[Begin RECORDS SUPPLIED]

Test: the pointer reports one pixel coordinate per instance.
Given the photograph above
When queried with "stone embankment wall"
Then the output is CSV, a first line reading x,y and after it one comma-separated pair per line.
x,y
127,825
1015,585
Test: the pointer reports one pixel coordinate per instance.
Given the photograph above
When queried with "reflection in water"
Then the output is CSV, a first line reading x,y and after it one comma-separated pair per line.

[End RECORDS SUPPLIED]

◆ THE TASK
Copy out all of the material above word for word, keeping every line in its original order.

◆ TASK ANSWER
Test: the pointer reports one pixel coordinate per instance.
Given the photograph above
When queried with "stone embankment wall"
Then the output is CSV, a first line reading x,y and after it one comma-separated pair per line.
x,y
127,825
1015,585
Test: the pointer reports one pixel coordinate per instance.
Given the photograph above
When queried with "reflection in water"
Then the output is CSV, a first line reading x,y and after it one comma-separated pair per line.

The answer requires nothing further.